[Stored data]
--
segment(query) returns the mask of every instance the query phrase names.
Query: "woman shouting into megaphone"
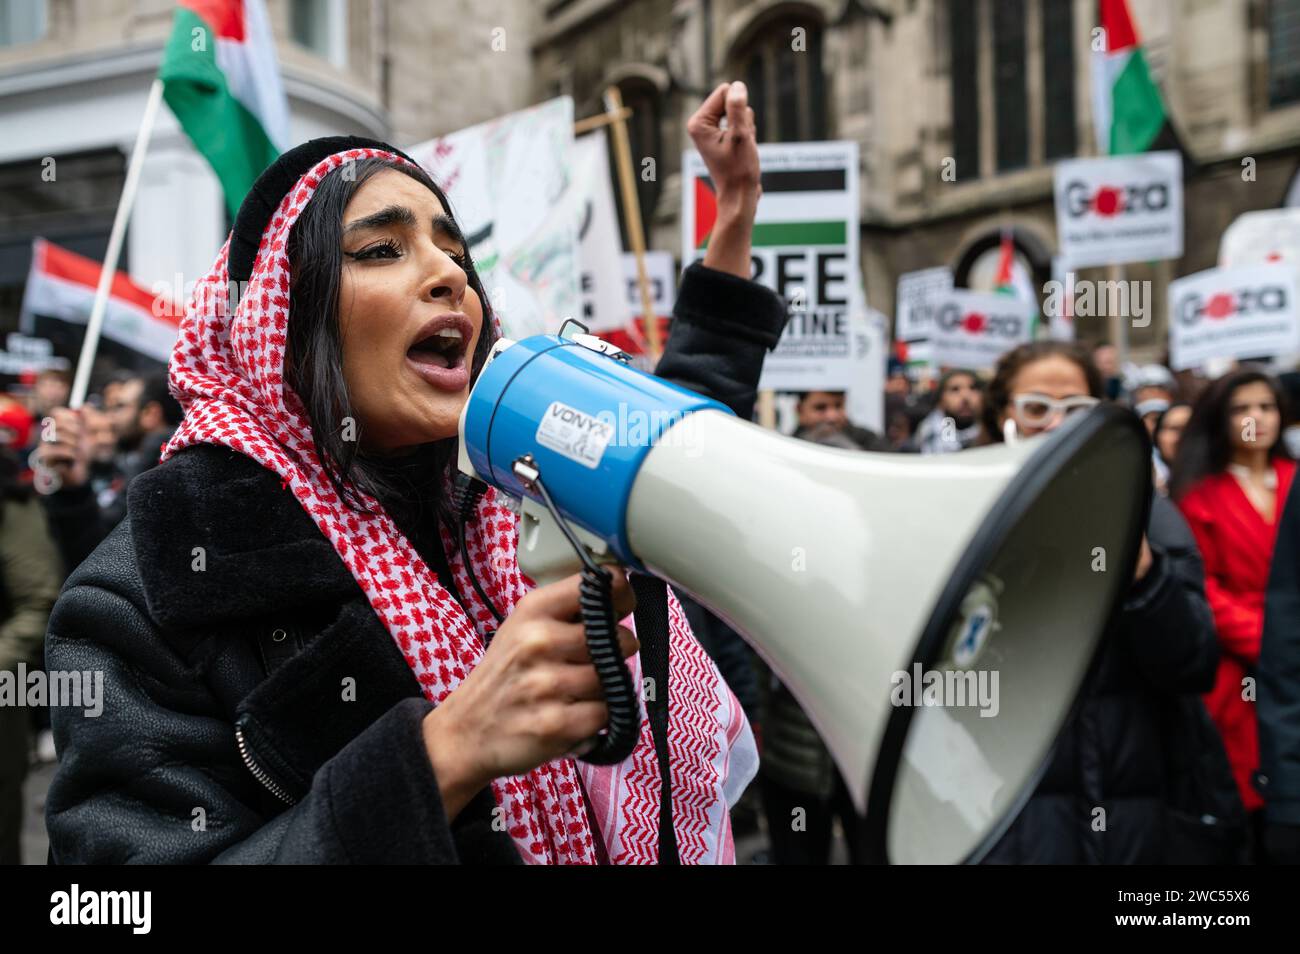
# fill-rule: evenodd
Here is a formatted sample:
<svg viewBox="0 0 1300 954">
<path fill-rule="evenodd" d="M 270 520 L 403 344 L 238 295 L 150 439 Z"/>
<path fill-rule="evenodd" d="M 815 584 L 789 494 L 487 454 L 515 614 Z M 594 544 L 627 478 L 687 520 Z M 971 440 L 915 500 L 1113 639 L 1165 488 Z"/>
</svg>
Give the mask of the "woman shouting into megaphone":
--
**TASK BRIEF**
Before duplicating the entries above, strip out the pictures and keep the rest exact.

**EXERCISE SOLUTION**
segment(query) returns the mask of every instance the query phrase names.
Query: "woman shouting into megaphone"
# fill-rule: evenodd
Here is a formatted sample:
<svg viewBox="0 0 1300 954">
<path fill-rule="evenodd" d="M 270 520 L 403 344 L 238 295 L 150 439 Z"/>
<path fill-rule="evenodd" d="M 815 584 L 789 494 L 487 454 L 515 614 Z M 594 544 L 627 478 L 687 520 Z M 971 440 L 915 500 L 1113 639 L 1165 488 Z"/>
</svg>
Give the mask of the "woman shouting into megaphone":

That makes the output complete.